## Extracted records
▬▬▬▬▬▬▬▬▬▬

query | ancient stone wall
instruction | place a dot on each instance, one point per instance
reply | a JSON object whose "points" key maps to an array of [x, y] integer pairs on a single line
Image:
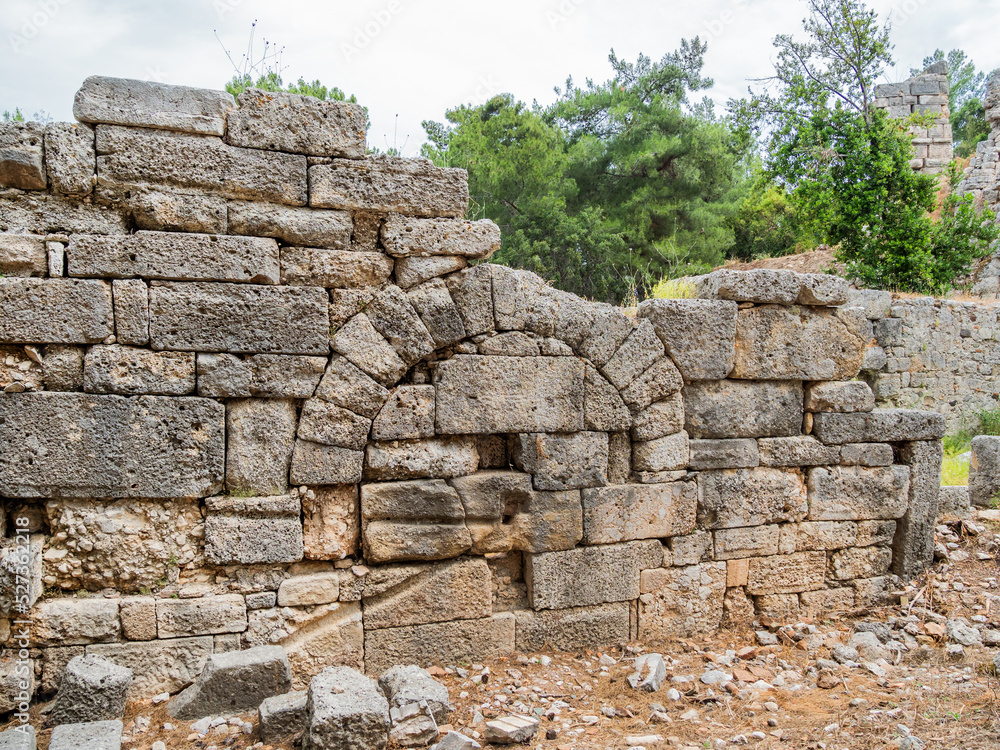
{"points": [[254, 392]]}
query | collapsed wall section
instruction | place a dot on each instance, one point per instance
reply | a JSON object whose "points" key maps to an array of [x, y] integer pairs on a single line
{"points": [[257, 389]]}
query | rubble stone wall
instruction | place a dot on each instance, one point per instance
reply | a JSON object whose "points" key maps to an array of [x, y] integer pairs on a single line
{"points": [[257, 390]]}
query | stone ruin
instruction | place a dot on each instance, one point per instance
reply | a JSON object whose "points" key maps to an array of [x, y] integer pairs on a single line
{"points": [[257, 390]]}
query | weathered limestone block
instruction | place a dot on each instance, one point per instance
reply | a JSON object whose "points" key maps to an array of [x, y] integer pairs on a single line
{"points": [[297, 227], [147, 104], [258, 375], [298, 124], [913, 545], [780, 343], [635, 511], [55, 311], [73, 622], [736, 453], [158, 666], [234, 682], [92, 689], [176, 211], [23, 255], [801, 450], [128, 371], [438, 311], [21, 161], [345, 709], [136, 158], [317, 266], [750, 497], [699, 335], [331, 522], [253, 530], [260, 435], [414, 187], [131, 303], [663, 454], [239, 318], [329, 424], [440, 642], [878, 426], [439, 592], [850, 493], [408, 414], [681, 601], [563, 462], [599, 627], [364, 346], [412, 459], [735, 409], [313, 463], [226, 613], [787, 574], [175, 256], [76, 445], [589, 575], [482, 395], [855, 395], [403, 236]]}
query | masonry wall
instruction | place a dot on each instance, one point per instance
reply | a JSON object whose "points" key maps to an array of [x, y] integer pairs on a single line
{"points": [[258, 388]]}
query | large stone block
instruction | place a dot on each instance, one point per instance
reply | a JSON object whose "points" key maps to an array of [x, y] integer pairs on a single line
{"points": [[55, 311], [134, 158], [148, 104], [76, 445], [298, 124], [681, 601], [636, 511], [260, 436], [383, 183], [732, 498], [174, 256], [780, 343], [440, 642], [699, 335], [482, 395], [128, 371], [240, 318], [879, 426], [403, 236], [852, 493], [589, 575], [735, 409]]}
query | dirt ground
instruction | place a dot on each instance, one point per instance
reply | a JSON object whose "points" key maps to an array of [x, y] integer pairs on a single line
{"points": [[928, 692]]}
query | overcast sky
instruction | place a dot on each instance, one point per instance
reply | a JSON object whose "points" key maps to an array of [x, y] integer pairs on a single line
{"points": [[417, 58]]}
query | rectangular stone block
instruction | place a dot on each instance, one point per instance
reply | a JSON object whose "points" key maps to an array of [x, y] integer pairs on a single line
{"points": [[78, 445], [879, 426], [298, 124], [413, 187], [481, 395], [55, 311], [787, 574], [456, 642], [635, 511], [736, 409], [853, 493], [128, 371], [589, 575], [134, 158], [175, 256], [226, 613], [732, 498], [148, 104], [239, 318]]}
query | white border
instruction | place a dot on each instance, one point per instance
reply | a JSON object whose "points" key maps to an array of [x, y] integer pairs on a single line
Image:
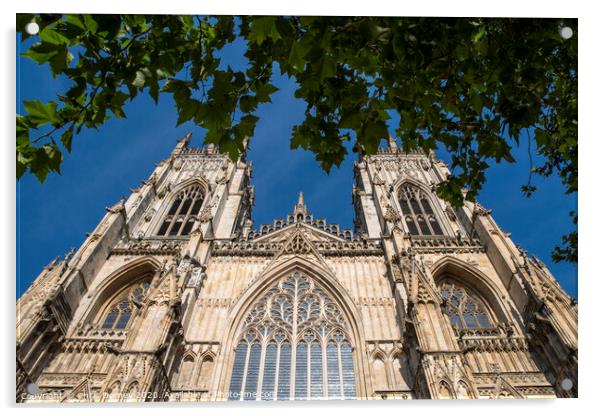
{"points": [[590, 149]]}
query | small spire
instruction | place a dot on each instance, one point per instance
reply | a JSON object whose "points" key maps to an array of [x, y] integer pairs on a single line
{"points": [[300, 208], [392, 143], [182, 143]]}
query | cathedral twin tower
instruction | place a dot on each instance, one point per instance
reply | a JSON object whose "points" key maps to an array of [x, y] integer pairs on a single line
{"points": [[175, 296]]}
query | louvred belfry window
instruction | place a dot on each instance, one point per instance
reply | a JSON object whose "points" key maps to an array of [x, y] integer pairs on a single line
{"points": [[120, 311], [464, 309], [182, 213], [294, 346], [418, 212]]}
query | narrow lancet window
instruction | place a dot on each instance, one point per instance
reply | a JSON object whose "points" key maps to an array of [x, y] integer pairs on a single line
{"points": [[418, 212], [464, 309], [183, 213], [120, 311]]}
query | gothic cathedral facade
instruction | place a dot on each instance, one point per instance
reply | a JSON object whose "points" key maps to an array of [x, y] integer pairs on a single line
{"points": [[176, 296]]}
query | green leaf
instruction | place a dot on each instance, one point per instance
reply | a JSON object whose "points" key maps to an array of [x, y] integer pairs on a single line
{"points": [[295, 57], [139, 80], [67, 138], [41, 114]]}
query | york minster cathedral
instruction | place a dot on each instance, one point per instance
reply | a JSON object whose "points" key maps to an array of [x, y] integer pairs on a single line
{"points": [[177, 296]]}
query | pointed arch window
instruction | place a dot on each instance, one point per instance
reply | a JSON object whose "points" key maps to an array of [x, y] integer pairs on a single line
{"points": [[465, 309], [418, 212], [120, 311], [183, 212], [295, 345]]}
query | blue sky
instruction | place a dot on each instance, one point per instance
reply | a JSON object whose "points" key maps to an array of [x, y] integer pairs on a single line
{"points": [[106, 163]]}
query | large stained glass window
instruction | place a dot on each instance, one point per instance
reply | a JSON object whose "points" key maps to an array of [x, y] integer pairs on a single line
{"points": [[464, 309], [295, 345], [418, 212]]}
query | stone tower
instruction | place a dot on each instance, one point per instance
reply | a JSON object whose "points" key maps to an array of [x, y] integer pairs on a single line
{"points": [[176, 296]]}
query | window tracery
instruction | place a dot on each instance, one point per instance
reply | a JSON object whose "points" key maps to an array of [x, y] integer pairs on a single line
{"points": [[465, 310], [417, 212], [120, 312], [183, 212], [294, 345]]}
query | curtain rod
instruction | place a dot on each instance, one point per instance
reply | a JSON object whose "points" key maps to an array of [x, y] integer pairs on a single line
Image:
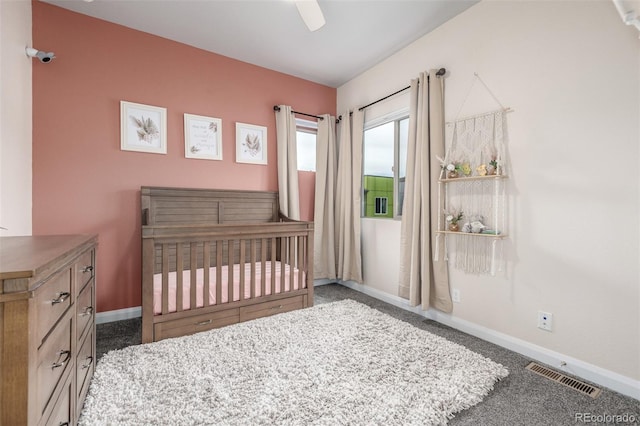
{"points": [[277, 108], [440, 73]]}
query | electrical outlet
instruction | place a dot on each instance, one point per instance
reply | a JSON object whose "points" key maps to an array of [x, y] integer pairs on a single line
{"points": [[545, 320]]}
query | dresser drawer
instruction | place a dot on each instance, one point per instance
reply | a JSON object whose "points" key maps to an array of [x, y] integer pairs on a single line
{"points": [[85, 364], [54, 358], [52, 300], [85, 268], [84, 309], [63, 408]]}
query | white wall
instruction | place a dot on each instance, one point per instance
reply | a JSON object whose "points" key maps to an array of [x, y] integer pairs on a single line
{"points": [[571, 72], [15, 117]]}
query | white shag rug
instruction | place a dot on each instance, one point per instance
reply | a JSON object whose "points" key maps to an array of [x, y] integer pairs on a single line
{"points": [[341, 363]]}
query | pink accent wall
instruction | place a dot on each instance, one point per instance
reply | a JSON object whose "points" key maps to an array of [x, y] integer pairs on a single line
{"points": [[84, 183]]}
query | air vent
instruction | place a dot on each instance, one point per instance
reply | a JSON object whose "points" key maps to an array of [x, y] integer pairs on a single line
{"points": [[577, 385]]}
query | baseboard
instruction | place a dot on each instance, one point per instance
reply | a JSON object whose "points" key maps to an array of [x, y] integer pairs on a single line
{"points": [[118, 315], [567, 364]]}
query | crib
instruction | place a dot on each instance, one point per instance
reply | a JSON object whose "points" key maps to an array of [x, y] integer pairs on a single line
{"points": [[212, 258]]}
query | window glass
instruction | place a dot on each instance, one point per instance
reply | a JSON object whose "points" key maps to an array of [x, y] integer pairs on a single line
{"points": [[381, 205], [306, 148], [384, 168], [403, 139]]}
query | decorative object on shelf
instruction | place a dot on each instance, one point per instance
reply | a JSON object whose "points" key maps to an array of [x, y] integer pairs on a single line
{"points": [[202, 137], [452, 171], [453, 218], [476, 150], [251, 144], [143, 128]]}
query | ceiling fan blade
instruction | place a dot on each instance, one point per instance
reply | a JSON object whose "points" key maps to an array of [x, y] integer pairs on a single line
{"points": [[311, 14]]}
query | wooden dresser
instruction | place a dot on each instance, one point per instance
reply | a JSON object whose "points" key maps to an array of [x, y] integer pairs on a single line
{"points": [[47, 327]]}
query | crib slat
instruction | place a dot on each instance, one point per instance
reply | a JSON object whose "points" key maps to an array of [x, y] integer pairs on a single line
{"points": [[165, 278], [218, 272], [194, 266], [283, 261], [230, 262], [243, 252], [273, 265], [301, 261], [263, 275], [206, 265], [252, 254], [292, 261], [179, 269]]}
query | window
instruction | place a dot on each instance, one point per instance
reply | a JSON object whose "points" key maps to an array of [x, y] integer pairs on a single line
{"points": [[381, 205], [384, 166], [306, 132]]}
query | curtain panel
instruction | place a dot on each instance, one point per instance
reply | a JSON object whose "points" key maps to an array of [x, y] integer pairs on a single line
{"points": [[423, 281], [288, 193], [324, 212], [348, 198]]}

▬▬▬▬▬▬▬▬▬▬

## Exercise task
With the line containing "query | window glass" as the first and the last line of the records as the final one, print exactly the lines in that span.

## Answer to this problem
query | window glass
instruction | place a dot on each instance, one point per instance
reply | a JSON object whose "points" key maps to an array of [x, y] integer pairs on a single line
{"points": [[381, 205], [306, 148], [384, 168], [403, 139]]}
query | decorative object on shelf
instruction | place a dot on each instance, one point per instance
reply | a JSON object whose "points" key maps to an array of [x, y] integer pairs on a single line
{"points": [[202, 137], [452, 171], [453, 218], [476, 150], [251, 144], [143, 128]]}
query | ceiling fan blade
instruction | place a dot on each instance, one point per instance
reply | a JSON object whose "points" key maps to an array of [x, y] integer pairs on a single line
{"points": [[311, 14]]}
query | wooden dresser
instruction | place a dot on each instance, one point per instance
reply | a JSON object whose "points" key maps to an array of [x, y] integer pairs on a single line
{"points": [[47, 327]]}
query | crib slat
instruction | place a dot on each instance, one point per instance
reply | a JSON object whose "points" key maps to an array of [x, y] integer pairs on a single line
{"points": [[165, 278], [218, 272], [194, 266], [283, 261], [230, 262], [243, 252], [273, 265], [301, 261], [263, 275], [206, 265], [252, 254], [292, 261], [179, 269]]}
query | window
instruction | place a dot on each instance, one point per instance
reply | a JSON object whose "points" key maps to an array of [x, y] integer pairs on a single line
{"points": [[381, 205], [384, 166], [306, 132]]}
query | curtain panel
instruction | place a dot on each instance, one point per instance
reply | a JSON object whose "points" key maps to an array of [x, y] integer pairs on a single line
{"points": [[423, 281], [288, 193], [324, 212], [348, 198]]}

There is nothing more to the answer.